TASK STATEMENT: Can you render the rows, from the very first line through the line that contains "0, 265, 855, 278" (that line included), as a numbered list with blank lines left out?

Data entries:
........

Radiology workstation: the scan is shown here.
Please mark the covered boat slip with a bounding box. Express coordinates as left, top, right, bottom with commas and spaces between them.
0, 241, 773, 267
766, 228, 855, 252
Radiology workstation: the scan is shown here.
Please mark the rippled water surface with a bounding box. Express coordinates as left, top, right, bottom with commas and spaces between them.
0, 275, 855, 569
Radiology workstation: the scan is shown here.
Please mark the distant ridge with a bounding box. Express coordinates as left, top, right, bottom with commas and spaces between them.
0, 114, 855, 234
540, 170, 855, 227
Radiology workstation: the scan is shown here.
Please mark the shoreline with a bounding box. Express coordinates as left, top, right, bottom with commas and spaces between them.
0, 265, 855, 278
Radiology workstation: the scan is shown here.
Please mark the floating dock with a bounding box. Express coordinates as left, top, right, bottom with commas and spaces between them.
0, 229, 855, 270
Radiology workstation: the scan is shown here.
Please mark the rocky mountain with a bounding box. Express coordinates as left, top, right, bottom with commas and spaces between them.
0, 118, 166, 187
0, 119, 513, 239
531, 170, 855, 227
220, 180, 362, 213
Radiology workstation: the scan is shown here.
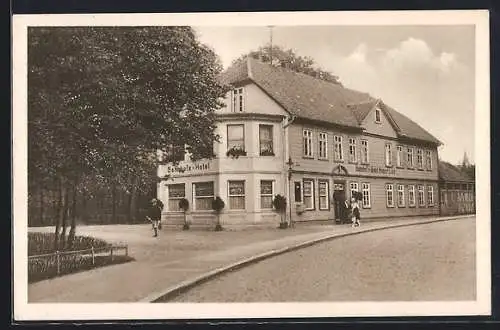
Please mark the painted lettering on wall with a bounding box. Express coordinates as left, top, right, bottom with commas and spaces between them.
356, 165, 396, 175
167, 163, 210, 174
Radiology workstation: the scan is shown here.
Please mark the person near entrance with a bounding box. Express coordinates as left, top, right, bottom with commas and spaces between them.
351, 197, 361, 228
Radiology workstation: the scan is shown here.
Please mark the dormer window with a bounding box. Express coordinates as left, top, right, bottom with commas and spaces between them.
375, 107, 381, 123
231, 87, 245, 112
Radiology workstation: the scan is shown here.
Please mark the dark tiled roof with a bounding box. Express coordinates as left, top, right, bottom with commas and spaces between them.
222, 57, 440, 143
438, 161, 474, 182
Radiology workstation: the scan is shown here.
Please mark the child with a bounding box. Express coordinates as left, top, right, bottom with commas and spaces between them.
351, 198, 361, 228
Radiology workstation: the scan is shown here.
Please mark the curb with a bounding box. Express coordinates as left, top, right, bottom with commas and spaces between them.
144, 215, 473, 303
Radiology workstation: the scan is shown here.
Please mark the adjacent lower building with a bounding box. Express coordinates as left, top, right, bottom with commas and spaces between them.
439, 161, 476, 216
158, 58, 440, 227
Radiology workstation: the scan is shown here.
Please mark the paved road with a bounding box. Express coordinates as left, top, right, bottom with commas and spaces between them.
173, 218, 476, 302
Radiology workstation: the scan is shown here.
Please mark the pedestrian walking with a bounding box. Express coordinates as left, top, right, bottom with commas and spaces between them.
351, 197, 361, 228
146, 198, 163, 237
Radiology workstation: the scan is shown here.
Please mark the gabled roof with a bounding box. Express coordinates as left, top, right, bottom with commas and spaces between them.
438, 161, 474, 182
222, 57, 440, 144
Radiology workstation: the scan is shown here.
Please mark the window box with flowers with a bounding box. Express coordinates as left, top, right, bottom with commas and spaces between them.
226, 147, 247, 158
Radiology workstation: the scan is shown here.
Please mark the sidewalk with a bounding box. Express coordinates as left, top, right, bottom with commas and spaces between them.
28, 215, 473, 303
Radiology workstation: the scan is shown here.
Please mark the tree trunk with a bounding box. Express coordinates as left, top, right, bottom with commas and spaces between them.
68, 183, 76, 248
111, 183, 116, 223
61, 186, 69, 250
39, 187, 45, 226
54, 179, 64, 251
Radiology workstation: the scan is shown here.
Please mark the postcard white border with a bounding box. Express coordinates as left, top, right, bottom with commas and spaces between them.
12, 10, 491, 321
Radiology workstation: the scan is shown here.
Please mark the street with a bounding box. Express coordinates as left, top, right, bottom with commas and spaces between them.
172, 217, 476, 302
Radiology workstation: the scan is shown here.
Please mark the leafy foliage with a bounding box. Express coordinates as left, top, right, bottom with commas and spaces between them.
234, 44, 341, 85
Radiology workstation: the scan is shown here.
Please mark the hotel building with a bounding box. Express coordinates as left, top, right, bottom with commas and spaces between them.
158, 59, 440, 226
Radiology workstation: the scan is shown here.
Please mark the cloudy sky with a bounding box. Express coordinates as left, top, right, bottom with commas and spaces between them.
195, 26, 475, 163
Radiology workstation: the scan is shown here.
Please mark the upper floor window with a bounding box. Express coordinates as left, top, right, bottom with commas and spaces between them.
385, 143, 392, 166
349, 138, 356, 163
417, 149, 423, 168
361, 140, 369, 164
333, 135, 344, 160
396, 146, 403, 167
406, 147, 413, 167
227, 124, 245, 150
318, 132, 328, 159
302, 129, 313, 157
398, 184, 405, 207
425, 150, 432, 170
259, 125, 274, 156
375, 107, 382, 123
231, 87, 244, 112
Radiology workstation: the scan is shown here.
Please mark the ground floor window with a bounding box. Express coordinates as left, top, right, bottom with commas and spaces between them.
385, 183, 394, 207
427, 186, 434, 206
260, 180, 274, 209
362, 183, 371, 208
398, 184, 405, 207
350, 182, 359, 198
228, 181, 245, 210
418, 185, 425, 206
193, 181, 214, 210
318, 181, 330, 210
408, 184, 415, 206
167, 183, 186, 211
303, 179, 314, 210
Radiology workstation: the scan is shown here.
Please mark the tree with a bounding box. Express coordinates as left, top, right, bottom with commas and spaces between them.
233, 44, 342, 85
28, 27, 227, 248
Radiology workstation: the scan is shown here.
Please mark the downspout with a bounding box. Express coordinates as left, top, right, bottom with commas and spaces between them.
283, 115, 297, 225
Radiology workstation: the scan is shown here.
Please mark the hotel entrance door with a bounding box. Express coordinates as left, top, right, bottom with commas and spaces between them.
333, 180, 346, 223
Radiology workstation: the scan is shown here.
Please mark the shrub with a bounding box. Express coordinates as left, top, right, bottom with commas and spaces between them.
28, 233, 109, 256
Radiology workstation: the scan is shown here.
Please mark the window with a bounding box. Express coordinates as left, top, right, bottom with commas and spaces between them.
260, 180, 274, 209
398, 184, 405, 207
193, 181, 214, 210
361, 140, 369, 164
350, 182, 359, 198
318, 181, 330, 210
427, 186, 434, 206
227, 124, 245, 150
304, 179, 314, 210
417, 149, 423, 168
362, 183, 371, 208
375, 108, 381, 123
319, 133, 328, 159
333, 135, 344, 160
396, 146, 403, 167
164, 144, 186, 162
349, 138, 356, 163
408, 184, 415, 206
418, 185, 425, 206
385, 183, 394, 207
303, 129, 313, 157
227, 181, 245, 210
259, 125, 274, 156
232, 87, 244, 112
385, 143, 392, 166
167, 183, 186, 211
293, 181, 302, 203
425, 150, 432, 171
406, 147, 413, 167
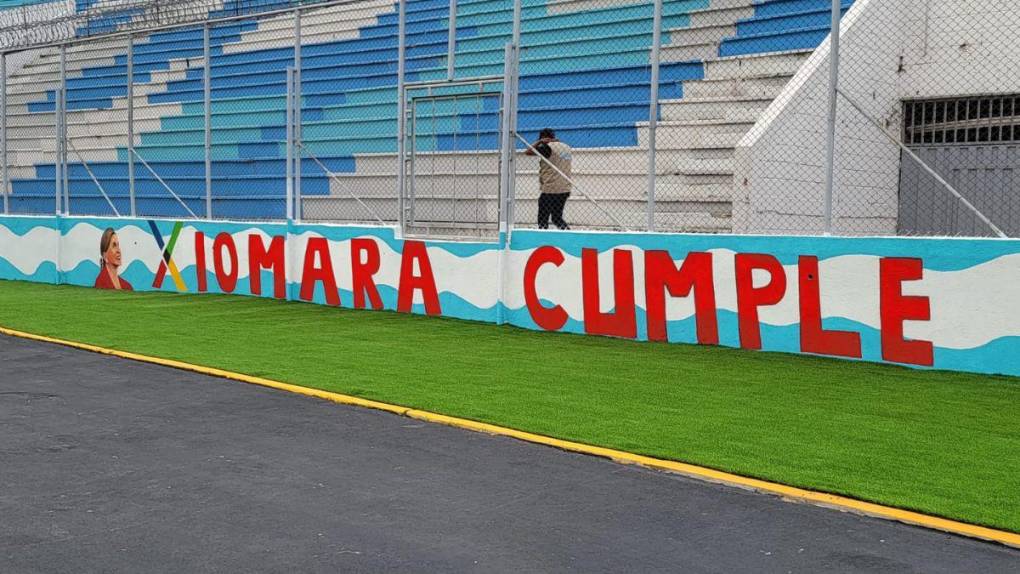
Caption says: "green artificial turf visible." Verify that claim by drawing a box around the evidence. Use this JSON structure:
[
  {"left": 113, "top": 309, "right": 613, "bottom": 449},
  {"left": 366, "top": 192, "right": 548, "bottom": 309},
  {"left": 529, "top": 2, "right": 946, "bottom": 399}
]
[{"left": 0, "top": 281, "right": 1020, "bottom": 531}]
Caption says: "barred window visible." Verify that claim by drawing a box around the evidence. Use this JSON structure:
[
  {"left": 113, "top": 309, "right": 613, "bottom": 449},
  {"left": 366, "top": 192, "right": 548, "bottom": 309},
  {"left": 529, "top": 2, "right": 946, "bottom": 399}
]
[{"left": 903, "top": 94, "right": 1020, "bottom": 145}]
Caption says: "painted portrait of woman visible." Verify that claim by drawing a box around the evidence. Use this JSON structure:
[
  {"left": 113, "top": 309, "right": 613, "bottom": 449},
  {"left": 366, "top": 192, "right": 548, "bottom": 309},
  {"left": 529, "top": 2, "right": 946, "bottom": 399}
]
[{"left": 95, "top": 227, "right": 135, "bottom": 291}]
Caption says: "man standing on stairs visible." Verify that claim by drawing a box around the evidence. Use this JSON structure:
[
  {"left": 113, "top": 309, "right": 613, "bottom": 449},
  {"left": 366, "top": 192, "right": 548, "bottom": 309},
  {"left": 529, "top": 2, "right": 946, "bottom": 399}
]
[{"left": 524, "top": 127, "right": 570, "bottom": 229}]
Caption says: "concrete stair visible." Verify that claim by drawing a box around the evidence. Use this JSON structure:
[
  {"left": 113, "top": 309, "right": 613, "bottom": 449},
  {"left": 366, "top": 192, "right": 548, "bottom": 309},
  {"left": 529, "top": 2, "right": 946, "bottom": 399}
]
[{"left": 638, "top": 0, "right": 810, "bottom": 232}]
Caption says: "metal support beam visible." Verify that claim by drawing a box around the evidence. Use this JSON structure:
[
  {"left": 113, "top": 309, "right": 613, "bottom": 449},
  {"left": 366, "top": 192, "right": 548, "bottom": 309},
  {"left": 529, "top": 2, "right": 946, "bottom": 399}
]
[
  {"left": 292, "top": 9, "right": 303, "bottom": 221},
  {"left": 397, "top": 0, "right": 407, "bottom": 232},
  {"left": 202, "top": 24, "right": 212, "bottom": 219},
  {"left": 824, "top": 0, "right": 843, "bottom": 236},
  {"left": 284, "top": 67, "right": 294, "bottom": 221},
  {"left": 128, "top": 35, "right": 138, "bottom": 217},
  {"left": 447, "top": 0, "right": 457, "bottom": 80},
  {"left": 0, "top": 53, "right": 10, "bottom": 215},
  {"left": 57, "top": 44, "right": 70, "bottom": 215},
  {"left": 648, "top": 0, "right": 662, "bottom": 231}
]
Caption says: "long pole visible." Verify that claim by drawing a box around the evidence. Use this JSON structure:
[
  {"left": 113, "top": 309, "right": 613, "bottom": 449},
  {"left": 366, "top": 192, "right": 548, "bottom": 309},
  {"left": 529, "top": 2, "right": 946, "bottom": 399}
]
[
  {"left": 57, "top": 44, "right": 70, "bottom": 215},
  {"left": 825, "top": 0, "right": 843, "bottom": 236},
  {"left": 447, "top": 0, "right": 457, "bottom": 80},
  {"left": 202, "top": 24, "right": 212, "bottom": 219},
  {"left": 284, "top": 67, "right": 294, "bottom": 221},
  {"left": 292, "top": 9, "right": 302, "bottom": 221},
  {"left": 128, "top": 35, "right": 138, "bottom": 217},
  {"left": 53, "top": 82, "right": 63, "bottom": 215},
  {"left": 0, "top": 54, "right": 10, "bottom": 215},
  {"left": 648, "top": 0, "right": 662, "bottom": 231},
  {"left": 397, "top": 0, "right": 407, "bottom": 232}
]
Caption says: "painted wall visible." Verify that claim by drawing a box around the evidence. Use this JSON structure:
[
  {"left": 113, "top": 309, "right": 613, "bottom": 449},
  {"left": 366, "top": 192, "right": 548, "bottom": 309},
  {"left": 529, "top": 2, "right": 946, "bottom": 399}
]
[
  {"left": 733, "top": 0, "right": 1020, "bottom": 234},
  {"left": 0, "top": 217, "right": 1020, "bottom": 375}
]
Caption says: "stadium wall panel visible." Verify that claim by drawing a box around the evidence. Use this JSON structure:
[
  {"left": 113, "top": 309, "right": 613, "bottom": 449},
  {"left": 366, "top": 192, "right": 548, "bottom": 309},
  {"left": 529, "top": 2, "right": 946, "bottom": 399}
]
[{"left": 0, "top": 216, "right": 1020, "bottom": 375}]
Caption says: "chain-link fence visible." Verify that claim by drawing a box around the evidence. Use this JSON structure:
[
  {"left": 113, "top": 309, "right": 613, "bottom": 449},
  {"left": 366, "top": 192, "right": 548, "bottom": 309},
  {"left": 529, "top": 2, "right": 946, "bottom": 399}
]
[{"left": 0, "top": 0, "right": 1020, "bottom": 239}]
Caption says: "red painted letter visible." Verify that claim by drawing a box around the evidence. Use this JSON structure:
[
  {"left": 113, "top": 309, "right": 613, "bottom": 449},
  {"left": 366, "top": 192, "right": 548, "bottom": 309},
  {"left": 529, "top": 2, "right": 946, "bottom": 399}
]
[
  {"left": 301, "top": 238, "right": 340, "bottom": 306},
  {"left": 645, "top": 251, "right": 719, "bottom": 345},
  {"left": 797, "top": 256, "right": 861, "bottom": 359},
  {"left": 248, "top": 233, "right": 287, "bottom": 299},
  {"left": 397, "top": 241, "right": 442, "bottom": 315},
  {"left": 524, "top": 246, "right": 567, "bottom": 331},
  {"left": 878, "top": 257, "right": 934, "bottom": 367},
  {"left": 735, "top": 253, "right": 786, "bottom": 349},
  {"left": 212, "top": 231, "right": 238, "bottom": 293},
  {"left": 351, "top": 238, "right": 383, "bottom": 309},
  {"left": 580, "top": 249, "right": 638, "bottom": 338},
  {"left": 195, "top": 231, "right": 209, "bottom": 293}
]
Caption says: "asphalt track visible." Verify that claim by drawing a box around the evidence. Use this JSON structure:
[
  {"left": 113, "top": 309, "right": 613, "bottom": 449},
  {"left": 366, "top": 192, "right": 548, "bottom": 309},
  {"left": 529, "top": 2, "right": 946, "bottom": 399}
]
[{"left": 0, "top": 336, "right": 1020, "bottom": 573}]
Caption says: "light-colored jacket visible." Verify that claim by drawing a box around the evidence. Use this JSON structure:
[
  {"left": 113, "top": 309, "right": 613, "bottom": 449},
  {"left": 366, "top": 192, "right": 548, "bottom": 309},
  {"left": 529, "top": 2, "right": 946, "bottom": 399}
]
[{"left": 539, "top": 142, "right": 571, "bottom": 194}]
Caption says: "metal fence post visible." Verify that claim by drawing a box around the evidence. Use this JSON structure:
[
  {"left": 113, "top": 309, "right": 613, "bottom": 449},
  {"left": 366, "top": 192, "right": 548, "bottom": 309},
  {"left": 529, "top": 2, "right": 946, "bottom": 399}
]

........

ANSWER TO THIS EXERCISE:
1. Radiology workstation: the scan is shown here.
2. Please mark the covered boat slip with a bounding box. Express coordinates as left, top, right, bottom with commas and spaces between them.
3. 0, 241, 773, 267
4. 766, 228, 855, 252
5. Radiology workstation: the scan is shown here.
6. Please mark the rippled water surface with a bounding box. Express coordinates as left, top, right, bottom with commas and spaces between them.
7. 0, 275, 855, 569
8. Radiology workstation: the scan is shown here.
9. Please mark the distant ridge with a bounding box. Express coordinates as left, top, right, bottom with commas and spaces between them.
10. 0, 114, 855, 234
11. 540, 170, 855, 227
12. Radiology workstation: the scan is shown here.
13. Please mark the shoreline with a bounding box. Express coordinates as left, top, right, bottom with commas and spaces between them.
14. 0, 265, 855, 278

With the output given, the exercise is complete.